● **THE EXERCISE**
Rewrite the material from its start through the line containing "M 73 32 L 71", with "eyebrow" replaced by "eyelash". Leave everything else in those lines unchanged.

● **TASK INPUT**
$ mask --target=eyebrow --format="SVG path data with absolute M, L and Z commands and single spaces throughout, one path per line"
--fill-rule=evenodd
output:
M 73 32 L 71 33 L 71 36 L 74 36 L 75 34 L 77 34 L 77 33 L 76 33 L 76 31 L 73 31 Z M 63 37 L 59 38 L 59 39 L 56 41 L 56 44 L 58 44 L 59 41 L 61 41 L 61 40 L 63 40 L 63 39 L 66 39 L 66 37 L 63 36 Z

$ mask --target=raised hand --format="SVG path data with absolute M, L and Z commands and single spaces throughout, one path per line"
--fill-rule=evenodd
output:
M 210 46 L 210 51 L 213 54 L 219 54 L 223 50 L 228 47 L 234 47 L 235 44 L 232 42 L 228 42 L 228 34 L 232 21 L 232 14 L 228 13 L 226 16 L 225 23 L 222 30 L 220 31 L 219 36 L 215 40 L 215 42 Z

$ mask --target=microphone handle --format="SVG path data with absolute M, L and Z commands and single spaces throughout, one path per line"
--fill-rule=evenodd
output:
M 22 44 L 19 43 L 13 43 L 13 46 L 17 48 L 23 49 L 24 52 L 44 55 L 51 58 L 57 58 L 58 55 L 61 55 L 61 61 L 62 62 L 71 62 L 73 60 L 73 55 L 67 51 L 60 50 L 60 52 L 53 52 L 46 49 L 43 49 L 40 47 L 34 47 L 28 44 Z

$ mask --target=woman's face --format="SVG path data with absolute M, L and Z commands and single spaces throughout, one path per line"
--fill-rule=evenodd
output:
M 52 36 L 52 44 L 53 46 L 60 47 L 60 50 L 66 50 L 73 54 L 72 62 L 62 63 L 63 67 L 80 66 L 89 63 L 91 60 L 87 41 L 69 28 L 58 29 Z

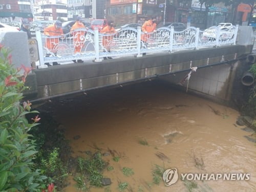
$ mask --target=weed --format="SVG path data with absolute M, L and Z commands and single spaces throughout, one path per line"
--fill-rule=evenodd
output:
M 113 158 L 113 160 L 115 162 L 118 162 L 118 161 L 119 161 L 119 160 L 120 160 L 120 157 L 119 156 L 115 156 Z
M 139 143 L 142 145 L 148 145 L 148 143 L 145 139 L 139 140 Z
M 197 188 L 197 183 L 194 181 L 188 181 L 186 180 L 184 181 L 183 184 L 189 192 L 193 191 L 193 189 Z
M 118 184 L 118 190 L 123 191 L 128 187 L 128 183 L 124 182 L 123 183 L 119 182 Z
M 134 174 L 134 172 L 131 168 L 123 167 L 122 169 L 122 172 L 123 172 L 123 175 L 126 177 L 131 176 L 131 175 Z
M 162 176 L 164 172 L 164 167 L 155 164 L 152 169 L 152 176 L 153 176 L 153 183 L 159 185 L 162 180 Z
M 75 186 L 78 190 L 82 191 L 88 190 L 89 188 L 87 186 L 86 179 L 83 176 L 77 176 L 74 178 L 74 180 L 76 182 Z
M 110 187 L 109 186 L 104 189 L 104 192 L 111 192 Z
M 108 166 L 108 167 L 106 167 L 106 170 L 110 172 L 111 170 L 114 170 L 114 167 L 113 166 Z

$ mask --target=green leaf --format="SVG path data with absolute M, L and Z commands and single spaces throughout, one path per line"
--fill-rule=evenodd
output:
M 4 98 L 9 97 L 11 97 L 11 96 L 14 96 L 14 95 L 19 95 L 19 94 L 17 93 L 14 93 L 14 92 L 8 92 L 7 93 L 4 94 L 3 96 L 3 98 Z
M 0 144 L 4 144 L 8 136 L 8 131 L 6 129 L 5 129 L 0 135 Z
M 26 152 L 22 155 L 22 159 L 26 158 L 27 157 L 31 156 L 35 154 L 37 152 L 35 151 L 28 151 Z
M 2 190 L 4 188 L 7 181 L 8 177 L 8 174 L 7 172 L 4 172 L 0 173 L 0 190 Z

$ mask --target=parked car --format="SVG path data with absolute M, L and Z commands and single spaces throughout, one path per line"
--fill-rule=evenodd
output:
M 233 38 L 233 32 L 231 30 L 233 26 L 231 24 L 220 23 L 217 27 L 219 27 L 220 29 L 220 40 L 224 41 Z M 202 34 L 202 40 L 215 40 L 217 30 L 216 26 L 212 26 L 205 29 Z
M 108 25 L 106 19 L 93 19 L 91 22 L 91 26 L 93 30 L 97 27 L 99 32 Z
M 65 22 L 62 23 L 62 30 L 63 33 L 64 34 L 67 34 L 70 32 L 70 29 L 73 25 L 75 24 L 76 21 L 73 20 L 68 20 L 68 22 Z M 91 25 L 89 23 L 85 22 L 84 21 L 82 22 L 84 26 L 88 29 L 91 28 Z
M 159 25 L 158 28 L 160 28 L 162 27 L 166 27 L 170 28 L 171 27 L 174 27 L 174 31 L 181 31 L 186 29 L 186 26 L 184 24 L 182 23 L 168 23 L 164 25 Z
M 0 23 L 0 32 L 17 32 L 18 29 L 15 27 L 10 26 L 8 25 Z

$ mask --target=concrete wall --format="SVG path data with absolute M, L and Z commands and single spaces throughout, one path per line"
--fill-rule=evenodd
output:
M 230 46 L 173 53 L 163 53 L 139 58 L 108 59 L 100 63 L 87 61 L 86 63 L 55 66 L 35 70 L 34 71 L 35 76 L 31 79 L 36 79 L 37 88 L 32 90 L 37 90 L 37 94 L 30 99 L 47 99 L 92 89 L 117 86 L 142 79 L 148 80 L 176 73 L 178 73 L 178 74 L 183 70 L 187 70 L 186 72 L 187 72 L 190 67 L 202 67 L 219 63 L 223 60 L 233 60 L 249 53 L 251 49 L 251 46 Z M 220 89 L 221 87 L 226 86 L 225 81 L 227 77 L 226 75 L 224 77 L 224 74 L 223 76 L 219 74 L 223 72 L 227 74 L 229 68 L 230 66 L 227 65 L 217 68 L 212 71 L 206 69 L 204 69 L 204 71 L 199 70 L 200 75 L 195 77 L 197 80 L 191 79 L 190 86 L 191 88 L 198 87 L 199 91 L 205 92 L 209 95 L 222 95 L 223 94 L 217 90 Z M 208 69 L 211 68 L 209 67 Z M 213 71 L 216 72 L 215 75 L 212 74 Z M 208 77 L 205 75 L 206 72 L 209 74 Z M 212 76 L 210 77 L 209 75 Z M 174 76 L 174 81 L 169 81 L 175 83 L 184 76 L 181 75 L 178 77 L 178 75 Z M 198 77 L 200 77 L 198 79 Z M 205 85 L 200 86 L 200 82 L 205 82 Z M 29 86 L 35 86 L 31 81 L 28 81 L 27 83 Z M 209 83 L 211 88 L 214 87 L 213 83 L 215 83 L 215 88 L 208 88 L 207 90 L 206 83 Z M 214 89 L 215 91 L 213 91 Z M 212 93 L 214 92 L 215 93 Z M 224 99 L 227 98 L 220 97 Z
M 0 33 L 0 44 L 11 51 L 12 61 L 15 67 L 22 64 L 31 67 L 28 36 L 24 32 Z

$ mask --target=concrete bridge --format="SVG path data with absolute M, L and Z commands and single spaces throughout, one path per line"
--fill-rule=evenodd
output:
M 184 90 L 226 102 L 230 98 L 236 69 L 251 53 L 251 31 L 248 27 L 240 28 L 236 45 L 151 53 L 143 57 L 125 56 L 100 62 L 87 61 L 35 69 L 27 77 L 27 86 L 30 89 L 24 94 L 32 102 L 40 102 L 160 78 Z M 24 50 L 23 54 L 27 51 Z M 23 57 L 14 55 L 13 58 L 19 62 Z M 196 72 L 191 73 L 188 83 L 184 77 L 192 72 L 191 69 Z

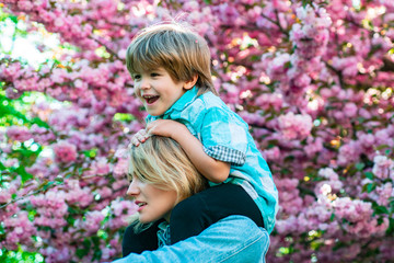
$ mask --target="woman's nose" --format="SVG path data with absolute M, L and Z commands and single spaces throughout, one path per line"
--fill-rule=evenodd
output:
M 130 196 L 135 196 L 139 194 L 139 187 L 137 185 L 136 180 L 131 181 L 126 194 Z

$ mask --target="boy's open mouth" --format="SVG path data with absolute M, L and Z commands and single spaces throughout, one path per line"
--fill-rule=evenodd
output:
M 157 100 L 159 100 L 159 95 L 148 95 L 148 96 L 143 96 L 143 99 L 146 99 L 148 104 L 152 104 L 154 103 Z

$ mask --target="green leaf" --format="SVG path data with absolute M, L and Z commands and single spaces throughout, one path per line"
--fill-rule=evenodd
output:
M 15 172 L 21 175 L 22 183 L 25 183 L 26 181 L 31 180 L 33 178 L 33 174 L 26 172 L 26 170 L 23 167 L 19 167 L 15 169 Z
M 387 207 L 385 207 L 385 206 L 376 206 L 376 207 L 374 207 L 374 211 L 375 211 L 376 215 L 382 215 L 382 214 L 387 215 L 387 214 L 390 214 Z

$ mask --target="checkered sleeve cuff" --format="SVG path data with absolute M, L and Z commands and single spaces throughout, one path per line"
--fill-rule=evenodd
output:
M 246 160 L 245 153 L 225 146 L 213 146 L 209 148 L 204 147 L 204 151 L 216 160 L 230 162 L 231 164 L 237 167 L 243 165 Z

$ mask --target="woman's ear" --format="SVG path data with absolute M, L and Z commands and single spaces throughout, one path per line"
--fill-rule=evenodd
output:
M 198 75 L 193 76 L 193 79 L 184 83 L 184 89 L 185 90 L 192 89 L 196 84 L 197 80 L 198 80 Z

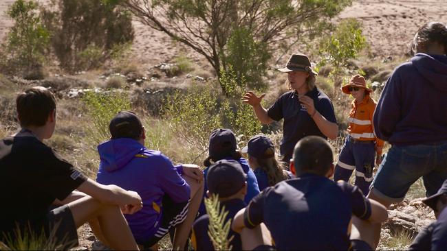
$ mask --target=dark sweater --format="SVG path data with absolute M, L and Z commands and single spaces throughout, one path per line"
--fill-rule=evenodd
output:
M 447 141 L 447 57 L 417 53 L 396 68 L 373 123 L 377 136 L 393 145 Z

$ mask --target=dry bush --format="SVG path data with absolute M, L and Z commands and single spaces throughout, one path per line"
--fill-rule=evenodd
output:
M 362 67 L 360 69 L 364 73 L 363 76 L 366 79 L 369 79 L 372 76 L 379 73 L 379 70 L 373 66 L 366 65 Z
M 43 80 L 41 85 L 50 88 L 54 93 L 68 91 L 71 88 L 90 88 L 89 82 L 76 77 L 52 77 Z
M 388 80 L 388 78 L 391 75 L 391 73 L 393 73 L 393 71 L 391 70 L 384 70 L 380 71 L 377 74 L 374 75 L 373 77 L 371 77 L 371 82 L 379 82 L 380 83 L 384 82 L 386 80 Z
M 106 81 L 104 87 L 106 89 L 119 89 L 126 84 L 126 80 L 120 76 L 111 76 Z
M 320 67 L 320 69 L 318 70 L 318 76 L 328 77 L 332 70 L 333 69 L 331 66 L 324 65 Z

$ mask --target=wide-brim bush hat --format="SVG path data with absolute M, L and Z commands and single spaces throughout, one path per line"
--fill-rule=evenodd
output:
M 373 89 L 367 86 L 367 80 L 364 80 L 364 77 L 358 74 L 352 76 L 349 80 L 349 82 L 346 85 L 342 86 L 342 91 L 346 94 L 351 94 L 351 91 L 349 91 L 349 87 L 351 86 L 362 88 L 369 93 L 373 91 Z
M 304 54 L 292 54 L 287 61 L 285 67 L 279 68 L 281 72 L 305 71 L 315 75 L 318 75 L 316 71 L 312 70 L 309 58 Z

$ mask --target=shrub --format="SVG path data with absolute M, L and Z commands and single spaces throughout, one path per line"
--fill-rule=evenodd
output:
M 180 56 L 174 59 L 175 64 L 181 73 L 186 73 L 192 71 L 194 69 L 193 63 L 184 56 Z
M 248 29 L 239 27 L 233 30 L 228 40 L 227 54 L 226 63 L 232 67 L 237 82 L 243 81 L 250 88 L 265 88 L 262 77 L 265 75 L 267 62 L 271 58 L 266 43 L 255 41 Z
M 293 38 L 302 40 L 319 34 L 325 23 L 352 3 L 351 0 L 121 1 L 142 23 L 202 55 L 218 79 L 221 68 L 226 71 L 232 65 L 237 74 L 244 75 L 250 86 L 261 83 L 252 77 L 260 79 L 265 73 L 263 63 L 270 51 L 281 44 L 290 44 Z
M 231 250 L 232 247 L 230 246 L 230 241 L 233 237 L 227 239 L 231 221 L 226 220 L 228 212 L 225 210 L 225 206 L 221 208 L 219 196 L 215 194 L 210 198 L 205 198 L 204 203 L 206 214 L 210 217 L 208 235 L 212 241 L 215 250 Z
M 67 238 L 57 239 L 56 228 L 50 232 L 49 236 L 45 236 L 43 232 L 37 234 L 29 230 L 21 230 L 17 228 L 14 230 L 14 237 L 7 237 L 6 243 L 0 241 L 0 250 L 58 250 L 74 248 L 76 241 L 67 241 Z
M 323 56 L 320 65 L 327 62 L 334 66 L 331 75 L 334 78 L 334 90 L 339 85 L 339 75 L 349 60 L 355 58 L 366 46 L 366 38 L 362 35 L 362 25 L 355 19 L 348 19 L 338 23 L 330 36 L 324 37 L 319 45 L 319 52 Z
M 87 93 L 82 99 L 91 120 L 91 127 L 87 128 L 89 139 L 96 147 L 98 143 L 110 139 L 109 123 L 118 112 L 130 110 L 130 101 L 126 93 Z
M 54 34 L 53 50 L 65 70 L 97 67 L 118 56 L 133 39 L 130 13 L 116 1 L 52 0 L 52 3 L 56 7 L 41 13 Z
M 39 71 L 44 62 L 44 56 L 50 40 L 50 32 L 45 29 L 37 13 L 38 4 L 34 1 L 17 0 L 6 13 L 14 25 L 2 45 L 8 58 L 1 68 L 10 73 Z M 32 78 L 40 78 L 38 75 Z
M 195 86 L 185 94 L 175 92 L 163 108 L 164 117 L 170 121 L 174 132 L 199 151 L 208 149 L 210 133 L 222 127 L 218 95 L 209 84 Z
M 261 132 L 261 126 L 250 106 L 241 101 L 243 89 L 233 71 L 223 73 L 221 84 L 230 97 L 216 91 L 217 83 L 195 86 L 186 93 L 176 92 L 164 106 L 164 117 L 174 132 L 196 149 L 208 149 L 209 134 L 219 128 L 230 128 L 240 141 Z
M 102 63 L 103 51 L 102 48 L 94 45 L 89 45 L 85 49 L 79 52 L 79 69 L 95 69 L 99 67 Z

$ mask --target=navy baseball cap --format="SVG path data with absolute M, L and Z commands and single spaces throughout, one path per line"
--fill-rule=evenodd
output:
M 211 165 L 206 174 L 206 184 L 211 193 L 219 198 L 228 198 L 241 190 L 247 180 L 247 175 L 239 162 L 221 160 Z
M 444 180 L 444 183 L 442 183 L 442 186 L 441 186 L 439 190 L 437 191 L 437 193 L 422 200 L 422 202 L 425 203 L 433 210 L 435 210 L 437 200 L 439 198 L 439 196 L 443 194 L 447 195 L 447 180 Z
M 216 129 L 210 134 L 208 152 L 212 157 L 230 154 L 237 149 L 236 136 L 230 129 Z
M 109 124 L 111 139 L 138 138 L 141 135 L 143 125 L 135 112 L 122 111 L 115 116 Z
M 274 145 L 269 138 L 258 134 L 248 141 L 241 152 L 257 158 L 269 158 L 274 156 Z

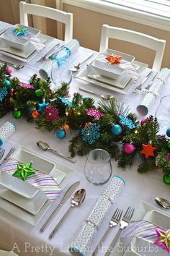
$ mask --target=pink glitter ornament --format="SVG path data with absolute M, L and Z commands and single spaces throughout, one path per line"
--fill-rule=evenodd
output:
M 11 67 L 6 67 L 6 74 L 11 74 L 12 72 L 12 69 L 11 68 Z
M 99 110 L 90 108 L 86 110 L 86 114 L 88 116 L 94 116 L 95 119 L 99 119 L 104 116 L 104 114 L 102 113 Z
M 54 121 L 60 118 L 58 110 L 52 105 L 49 105 L 47 108 L 44 108 L 44 111 L 45 113 L 45 118 L 50 121 Z
M 135 150 L 135 147 L 133 144 L 131 143 L 126 143 L 123 146 L 123 151 L 125 152 L 125 154 L 127 155 L 130 155 L 133 153 Z
M 18 85 L 20 87 L 24 87 L 24 88 L 27 88 L 27 89 L 34 89 L 35 88 L 33 85 L 26 84 L 25 82 L 19 82 L 18 83 Z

● **ANSWER TO THIS TASK**
$ mask --target=eyelash --format="SVG path data with absolute M, L and Z commands and single spaces throughout, one path per line"
--fill-rule=evenodd
output:
M 73 32 L 71 33 L 71 36 L 74 36 L 75 34 L 77 34 L 77 33 L 76 33 L 76 31 L 73 31 Z M 63 37 L 59 38 L 59 39 L 56 41 L 56 44 L 58 44 L 59 41 L 61 41 L 61 40 L 63 40 L 63 39 L 66 39 L 66 37 L 63 36 Z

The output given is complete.